_Problem statement_
Line by line, copy out the data that follows.

_Data provided_
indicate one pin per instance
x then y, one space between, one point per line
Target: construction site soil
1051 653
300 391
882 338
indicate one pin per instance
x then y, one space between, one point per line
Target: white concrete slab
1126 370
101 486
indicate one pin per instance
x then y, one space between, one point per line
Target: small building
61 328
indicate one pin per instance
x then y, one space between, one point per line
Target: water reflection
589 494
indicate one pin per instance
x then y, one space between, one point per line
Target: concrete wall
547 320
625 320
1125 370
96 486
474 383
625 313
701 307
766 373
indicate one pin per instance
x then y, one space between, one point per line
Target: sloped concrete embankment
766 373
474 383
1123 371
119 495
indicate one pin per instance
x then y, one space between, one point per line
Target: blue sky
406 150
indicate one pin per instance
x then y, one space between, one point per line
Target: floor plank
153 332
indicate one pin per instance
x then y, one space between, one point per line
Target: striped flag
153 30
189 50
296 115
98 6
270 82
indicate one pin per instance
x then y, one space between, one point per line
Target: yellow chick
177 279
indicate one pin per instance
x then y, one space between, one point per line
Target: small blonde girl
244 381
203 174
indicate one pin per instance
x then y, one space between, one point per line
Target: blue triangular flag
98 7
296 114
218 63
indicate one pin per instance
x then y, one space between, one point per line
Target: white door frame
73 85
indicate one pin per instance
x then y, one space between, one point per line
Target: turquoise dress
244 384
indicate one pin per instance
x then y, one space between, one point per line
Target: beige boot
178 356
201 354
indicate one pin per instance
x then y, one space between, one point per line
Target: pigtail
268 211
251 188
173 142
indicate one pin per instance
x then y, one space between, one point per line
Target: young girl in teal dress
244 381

_Response below_
indicate one pin per instance
x then y, one space between, one point per line
Target: construction site soil
1051 653
300 391
882 338
indicate one pin per instance
x then y, one space between, one point per line
Target: white concrete slab
1126 370
101 486
indicate one pin per instance
x then y, one space between, one point per line
Target: small building
61 328
indicate one pin per instance
x then y, one space between, one point per line
Target: water reflection
589 494
indicate one pin per instance
x then y, one space between, one point per line
Target: concrete wall
547 320
625 320
1125 370
96 486
474 383
625 313
701 307
766 373
indicate one pin per instance
x then y, one space between, one point per line
Target: sloped concrete embankment
766 373
474 383
1123 371
119 495
indicate one pin per instance
x then y, one space between, one point per line
Target: blue sky
406 150
indicate one pin per instance
x then y, one space between, one point per line
Target: floor plank
153 332
indicate one pin per instance
x then y, one space between, one point per line
Target: striped flag
153 30
189 50
296 115
98 6
270 82
indicate one pin per instance
x then y, one space between, one point per line
Target: yellow chick
177 279
indicate one pin per instance
x then y, one space between, one point per line
Target: small blonde girl
244 381
203 174
indicate one pin per instance
x then y, one space between, one point per line
Target: blue triangular flag
98 7
296 114
218 63
indicate one pin per instance
x then y, one space between, one point per line
Target: white door frame
73 85
indicate one pin per instance
x then y, one space between, one point per line
Target: turquoise dress
244 384
indicate one pin per instance
x then y, one space between, one point per line
Target: beige boot
178 356
201 354
indicate one pin per instance
x then y, one space between, one point per line
Target: pigtail
268 211
251 188
173 142
indicate one pin per instance
x then y, one space between, one point per line
Target: young girl in teal dress
244 381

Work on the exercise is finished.